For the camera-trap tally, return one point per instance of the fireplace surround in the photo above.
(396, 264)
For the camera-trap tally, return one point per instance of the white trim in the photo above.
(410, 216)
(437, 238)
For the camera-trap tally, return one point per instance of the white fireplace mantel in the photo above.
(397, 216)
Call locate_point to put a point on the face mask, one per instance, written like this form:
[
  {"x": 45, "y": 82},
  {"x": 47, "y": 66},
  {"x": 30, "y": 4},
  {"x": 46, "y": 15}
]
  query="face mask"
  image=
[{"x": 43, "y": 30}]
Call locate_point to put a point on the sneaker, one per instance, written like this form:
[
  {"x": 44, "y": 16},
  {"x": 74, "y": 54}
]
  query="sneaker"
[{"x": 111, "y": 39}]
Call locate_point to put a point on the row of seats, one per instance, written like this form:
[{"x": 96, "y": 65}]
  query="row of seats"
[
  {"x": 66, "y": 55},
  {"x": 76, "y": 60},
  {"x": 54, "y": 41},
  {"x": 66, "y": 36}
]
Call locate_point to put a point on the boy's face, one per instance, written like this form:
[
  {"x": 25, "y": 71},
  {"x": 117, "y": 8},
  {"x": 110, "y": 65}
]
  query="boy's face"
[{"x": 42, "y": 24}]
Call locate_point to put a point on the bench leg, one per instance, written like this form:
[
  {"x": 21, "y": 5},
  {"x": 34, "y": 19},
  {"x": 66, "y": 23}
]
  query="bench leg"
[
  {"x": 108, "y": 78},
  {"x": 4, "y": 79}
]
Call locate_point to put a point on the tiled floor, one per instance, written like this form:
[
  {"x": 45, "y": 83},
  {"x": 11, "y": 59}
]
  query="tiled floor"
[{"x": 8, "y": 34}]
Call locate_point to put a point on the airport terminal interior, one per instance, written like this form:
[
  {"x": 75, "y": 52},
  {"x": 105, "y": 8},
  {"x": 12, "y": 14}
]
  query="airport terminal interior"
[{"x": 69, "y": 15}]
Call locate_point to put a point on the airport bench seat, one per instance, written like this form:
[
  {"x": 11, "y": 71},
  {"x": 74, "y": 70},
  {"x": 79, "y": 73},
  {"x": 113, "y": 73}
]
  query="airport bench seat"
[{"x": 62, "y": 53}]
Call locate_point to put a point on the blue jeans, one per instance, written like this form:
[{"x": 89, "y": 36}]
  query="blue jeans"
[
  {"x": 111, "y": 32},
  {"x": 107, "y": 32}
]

● EXERCISE INSTRUCTIONS
Nothing in the listing may be left out; repeat it all exactly.

● EXERCISE ANSWER
For the camera-trap tally, return one point per instance of the fireplace surround in the photo above.
(396, 264)
For the camera-trap tally, return one point per instance of the white trim in the photo above.
(410, 216)
(437, 238)
For the camera-trap tally, return one point per instance of the white fireplace mantel in the photo above.
(397, 216)
Call locate_point to put a point on the face mask, one per instance, written like this form:
[
  {"x": 45, "y": 82},
  {"x": 47, "y": 66},
  {"x": 30, "y": 4},
  {"x": 46, "y": 15}
]
  query="face mask"
  image=
[{"x": 43, "y": 30}]
Call locate_point to put a point on the sneaker, one per instance, written like this form:
[
  {"x": 44, "y": 16},
  {"x": 74, "y": 54}
]
  query="sneaker"
[{"x": 111, "y": 39}]
Call locate_point to put a point on the row of seats, one per instance, written like this form:
[{"x": 96, "y": 65}]
  query="row of seats"
[
  {"x": 66, "y": 55},
  {"x": 76, "y": 60},
  {"x": 54, "y": 41},
  {"x": 66, "y": 36}
]
Call locate_point to put a point on the boy's face, one per instance, written like this form:
[
  {"x": 25, "y": 71},
  {"x": 117, "y": 8},
  {"x": 110, "y": 65}
]
  query="boy's face"
[{"x": 42, "y": 24}]
Call locate_point to put a point on the bench leg, one per instance, written like this form:
[
  {"x": 21, "y": 5},
  {"x": 34, "y": 19},
  {"x": 66, "y": 23}
]
  query="bench leg"
[
  {"x": 108, "y": 78},
  {"x": 4, "y": 79}
]
Call locate_point to put a point on the tiled floor, one per instance, written like this form:
[
  {"x": 45, "y": 83},
  {"x": 11, "y": 59}
]
  query="tiled floor"
[{"x": 8, "y": 34}]
Call locate_point to put a point on the airport terminal interior, one per instance, written like this form:
[
  {"x": 75, "y": 52},
  {"x": 105, "y": 8},
  {"x": 12, "y": 14}
]
  query="airport terminal interior"
[{"x": 69, "y": 15}]
Call locate_point to put a point on the airport bench seat, one per instance, written like this form:
[
  {"x": 11, "y": 71},
  {"x": 74, "y": 70},
  {"x": 79, "y": 73},
  {"x": 113, "y": 73}
]
  query="airport bench seat"
[{"x": 62, "y": 53}]
Call locate_point to put a point on the blue jeans, one per instance, written like this form:
[{"x": 89, "y": 36}]
  query="blue jeans"
[
  {"x": 111, "y": 32},
  {"x": 107, "y": 32}
]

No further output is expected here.